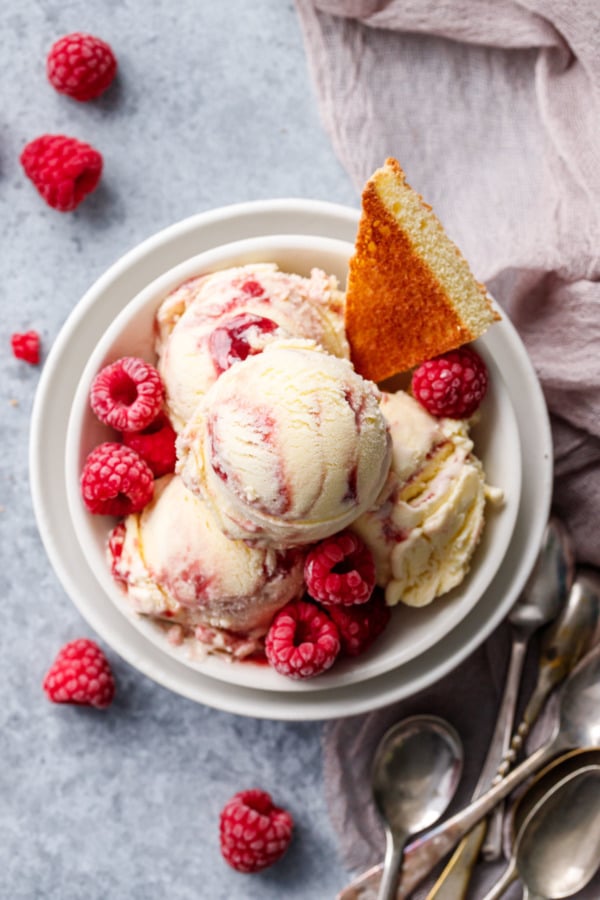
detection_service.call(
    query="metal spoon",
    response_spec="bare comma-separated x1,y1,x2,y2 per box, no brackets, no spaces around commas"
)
497,567,600,777
425,518,574,899
518,766,600,899
482,764,600,900
481,517,575,859
483,563,598,859
371,715,463,900
337,641,600,900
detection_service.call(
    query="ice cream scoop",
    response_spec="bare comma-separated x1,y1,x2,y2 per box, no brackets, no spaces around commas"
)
109,474,306,654
351,390,493,607
177,338,392,548
156,263,349,429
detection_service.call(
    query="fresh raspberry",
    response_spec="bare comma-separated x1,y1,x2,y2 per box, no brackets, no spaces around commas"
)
209,313,280,375
219,789,293,873
81,442,154,516
265,599,340,679
90,357,165,432
11,330,40,365
411,347,488,419
304,531,376,606
20,134,103,212
122,411,176,477
47,32,117,101
43,638,115,709
327,589,391,657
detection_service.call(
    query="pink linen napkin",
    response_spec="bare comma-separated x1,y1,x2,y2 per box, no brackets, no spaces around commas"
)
294,1,600,895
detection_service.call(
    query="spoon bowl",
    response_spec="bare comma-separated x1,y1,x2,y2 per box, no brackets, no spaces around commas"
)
511,748,600,840
371,715,463,900
517,766,600,898
483,752,600,900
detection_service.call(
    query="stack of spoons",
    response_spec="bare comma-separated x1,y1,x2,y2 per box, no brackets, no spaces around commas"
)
337,521,600,900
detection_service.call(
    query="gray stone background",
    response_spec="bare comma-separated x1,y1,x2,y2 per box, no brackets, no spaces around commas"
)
0,2,357,898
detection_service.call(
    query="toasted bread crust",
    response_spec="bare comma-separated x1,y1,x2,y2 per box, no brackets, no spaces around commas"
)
345,158,498,382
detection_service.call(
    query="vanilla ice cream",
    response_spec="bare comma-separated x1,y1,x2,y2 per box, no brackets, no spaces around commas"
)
351,390,493,607
177,338,392,547
109,474,306,651
156,263,349,430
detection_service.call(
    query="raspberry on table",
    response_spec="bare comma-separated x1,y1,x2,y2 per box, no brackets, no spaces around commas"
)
122,411,176,477
43,638,115,709
20,134,103,212
90,357,165,432
80,441,154,516
11,330,40,365
219,789,293,873
411,346,489,419
327,589,391,657
47,32,117,101
304,531,376,606
265,599,340,679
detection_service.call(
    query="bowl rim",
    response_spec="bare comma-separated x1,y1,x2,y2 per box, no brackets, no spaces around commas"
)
64,230,522,693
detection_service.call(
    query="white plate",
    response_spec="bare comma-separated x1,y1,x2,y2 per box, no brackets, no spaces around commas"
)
64,233,521,692
30,200,552,720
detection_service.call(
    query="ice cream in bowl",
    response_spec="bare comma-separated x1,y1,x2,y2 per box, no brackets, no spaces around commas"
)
65,160,522,692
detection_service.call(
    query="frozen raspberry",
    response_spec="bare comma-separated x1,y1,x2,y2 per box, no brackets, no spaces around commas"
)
265,599,340,679
412,347,488,419
327,589,391,657
122,411,176,477
43,638,115,709
81,442,154,516
11,330,40,365
47,32,117,101
90,357,165,432
305,531,375,606
219,789,293,873
209,313,280,375
20,134,103,212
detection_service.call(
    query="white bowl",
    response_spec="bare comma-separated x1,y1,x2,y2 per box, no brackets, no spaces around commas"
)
64,231,522,693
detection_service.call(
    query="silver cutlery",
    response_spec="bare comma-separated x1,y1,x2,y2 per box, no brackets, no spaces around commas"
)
424,518,574,899
371,716,463,900
482,765,600,899
337,641,600,900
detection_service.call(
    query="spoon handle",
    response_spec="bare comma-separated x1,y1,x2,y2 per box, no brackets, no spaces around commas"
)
479,856,518,900
377,831,407,900
425,633,529,897
336,739,562,900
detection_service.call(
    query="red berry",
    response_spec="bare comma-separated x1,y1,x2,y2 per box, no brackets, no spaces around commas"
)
90,357,165,432
219,789,293,873
411,347,488,419
107,522,127,584
327,589,391,657
209,313,280,375
122,411,176,477
20,134,102,212
43,638,115,709
11,330,40,365
47,32,117,102
265,599,340,679
304,531,375,606
81,441,154,516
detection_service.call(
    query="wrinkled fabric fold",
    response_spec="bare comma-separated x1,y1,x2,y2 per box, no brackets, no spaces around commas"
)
295,1,600,894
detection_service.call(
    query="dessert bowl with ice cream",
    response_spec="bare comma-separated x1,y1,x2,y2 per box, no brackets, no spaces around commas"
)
65,160,522,691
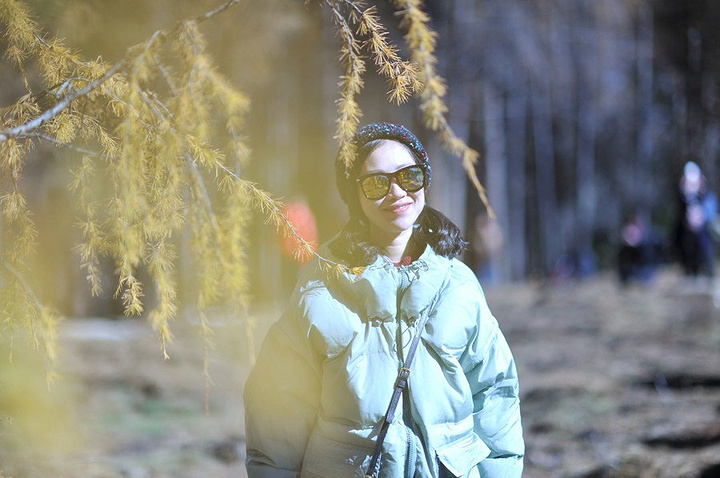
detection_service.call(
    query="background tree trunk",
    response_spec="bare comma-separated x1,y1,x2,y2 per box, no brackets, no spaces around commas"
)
575,5,599,276
505,88,529,281
482,82,510,283
530,78,561,275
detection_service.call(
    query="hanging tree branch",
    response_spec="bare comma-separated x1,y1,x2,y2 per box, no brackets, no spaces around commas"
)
0,0,256,368
326,0,367,169
394,0,493,216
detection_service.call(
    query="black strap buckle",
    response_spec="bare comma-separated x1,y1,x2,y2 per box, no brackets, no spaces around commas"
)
395,366,411,388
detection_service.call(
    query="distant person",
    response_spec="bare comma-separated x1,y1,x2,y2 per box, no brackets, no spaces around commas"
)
468,212,504,285
617,213,659,285
674,161,717,278
276,197,319,296
245,122,524,477
278,197,319,264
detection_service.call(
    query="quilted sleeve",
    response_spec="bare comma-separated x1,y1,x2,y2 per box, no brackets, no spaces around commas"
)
464,287,525,477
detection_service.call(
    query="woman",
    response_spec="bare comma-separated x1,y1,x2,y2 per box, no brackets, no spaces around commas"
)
244,123,524,477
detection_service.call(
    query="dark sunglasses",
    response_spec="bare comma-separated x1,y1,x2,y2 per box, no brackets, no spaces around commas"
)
356,165,426,200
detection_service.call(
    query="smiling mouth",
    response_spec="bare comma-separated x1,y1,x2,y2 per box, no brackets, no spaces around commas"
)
387,203,411,214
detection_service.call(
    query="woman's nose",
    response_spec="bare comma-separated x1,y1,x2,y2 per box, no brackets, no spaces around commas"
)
386,179,406,198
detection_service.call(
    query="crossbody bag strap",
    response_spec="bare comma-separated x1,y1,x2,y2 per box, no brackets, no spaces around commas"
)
365,271,450,478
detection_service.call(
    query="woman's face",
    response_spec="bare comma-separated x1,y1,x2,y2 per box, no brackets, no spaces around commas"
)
357,140,425,242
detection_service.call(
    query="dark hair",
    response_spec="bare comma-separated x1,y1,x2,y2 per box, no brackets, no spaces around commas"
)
329,206,468,267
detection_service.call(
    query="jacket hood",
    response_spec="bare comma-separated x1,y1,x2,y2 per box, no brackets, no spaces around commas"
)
316,240,451,323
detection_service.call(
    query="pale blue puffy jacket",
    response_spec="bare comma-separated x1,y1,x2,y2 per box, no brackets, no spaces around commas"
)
244,244,524,477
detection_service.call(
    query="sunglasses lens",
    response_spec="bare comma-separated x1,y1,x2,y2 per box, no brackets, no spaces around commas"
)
360,175,390,200
397,166,425,192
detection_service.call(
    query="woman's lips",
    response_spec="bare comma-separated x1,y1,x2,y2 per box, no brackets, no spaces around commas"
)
386,202,411,214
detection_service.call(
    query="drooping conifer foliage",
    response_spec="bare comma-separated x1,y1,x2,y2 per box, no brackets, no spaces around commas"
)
0,0,487,369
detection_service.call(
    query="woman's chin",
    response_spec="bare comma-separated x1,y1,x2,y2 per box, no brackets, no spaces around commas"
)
385,219,416,235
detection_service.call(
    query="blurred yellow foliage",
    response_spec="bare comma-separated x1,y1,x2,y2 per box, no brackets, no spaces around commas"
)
0,333,81,468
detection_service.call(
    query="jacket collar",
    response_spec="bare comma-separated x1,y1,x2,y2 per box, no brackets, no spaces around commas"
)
319,242,451,322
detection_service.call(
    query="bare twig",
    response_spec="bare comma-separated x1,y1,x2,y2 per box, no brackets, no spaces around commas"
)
186,153,224,238
0,61,126,142
193,0,242,23
215,161,343,268
34,132,100,156
1,260,44,312
51,77,91,98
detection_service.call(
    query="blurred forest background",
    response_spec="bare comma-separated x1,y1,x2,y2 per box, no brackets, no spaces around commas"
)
5,0,720,314
4,0,720,477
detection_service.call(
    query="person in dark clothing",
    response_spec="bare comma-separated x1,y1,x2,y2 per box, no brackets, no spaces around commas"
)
617,213,661,285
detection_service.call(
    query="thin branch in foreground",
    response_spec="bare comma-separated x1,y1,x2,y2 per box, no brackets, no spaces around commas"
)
1,260,44,312
34,132,100,156
194,0,242,22
0,0,246,144
0,61,125,142
215,161,344,270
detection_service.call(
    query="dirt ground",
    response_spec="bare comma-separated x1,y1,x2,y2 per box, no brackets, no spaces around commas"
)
3,266,720,477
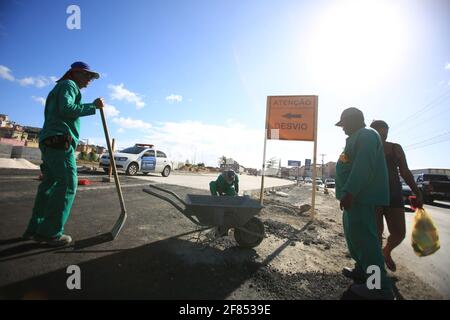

----------

-- WORK INSTRUCTIONS --
Report all lines in the listing above that contain the word "bowl".

-- FINISHED EXERCISE --
    query="spoon bowl",
    query="bowl rim",
    query="ice cream in bowl",
    query="white bowl",
    query="dessert bowl with ice cream",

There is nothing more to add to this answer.